In 2016, Sarepta Therapeutics was given the green light by the FDA for its Duchenne muscular dystrophy (DMD) drug, Exondys 51. It was a huge win for the DMD patient community, as it was the first drug ever to receive FDA approval to treat the disease. However, Exondys 51 only helps 13% of DMD patients, meaning that the majority of the patients were left without an effective treatment option; until now.

Marathon Pharmaceuticals has recently announced that it has received FDA approval for its corticosteroid, Emflaza, known generically as deflazacort, which has been approved to treat all DMD patients in the US aged 5 and older.

This should be great news for the DMD patient community. However, as has been the case with so many of the drugs approved to treat rare diseases in the past year or so, pricing is getting in the way of patient access.

Deflazacort is not a new drug, and has been available to patients elsewhere in the world for many years. Even within the US, DMD patients have been accessing the drug, prior to its FDA approval, by importing it from abroad for around $1,200 per year. Marathon also had an Expanded Access Program in place, which was providing the drug for free to around 800 US patients.

Due to FDA regulations, however, patients will no longer be able to import the drug, or receive it through an Expanded Access Program, now that Marathon has marketing approval for the US. As such, patients will be forced to pay Marathon’s whopping list price of $89,000 per-year for the drug. This has caused major public backlash, and has raised some serious questions about Marathons pricing strategy.

_Supplied data:_
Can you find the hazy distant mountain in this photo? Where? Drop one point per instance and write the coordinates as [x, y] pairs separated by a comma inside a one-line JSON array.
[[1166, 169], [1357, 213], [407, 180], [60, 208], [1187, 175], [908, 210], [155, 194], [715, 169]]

_What to work on:_
1: Rewrite the DMD drug pricing passage from "In 2016, Sarepta" to "option; until now.", replacing "huge win" with "major victory".
2: List every numerical figure in the DMD drug pricing passage, leaving out the number that is part of a drug's name.

_Responses to the tasks:_
1:
In 2016, Sarepta Therapeutics was given the green light by the FDA for its Duchenne muscular dystrophy (DMD) drug, Exondys 51. It was a major victory for the DMD patient community, as it was the first drug ever to receive FDA approval to treat the disease. However, Exondys 51 only helps 13% of DMD patients, meaning that the majority of the patients were left without an effective treatment option; until now.

2:
2016
13%
5
$1,200
800
$89,000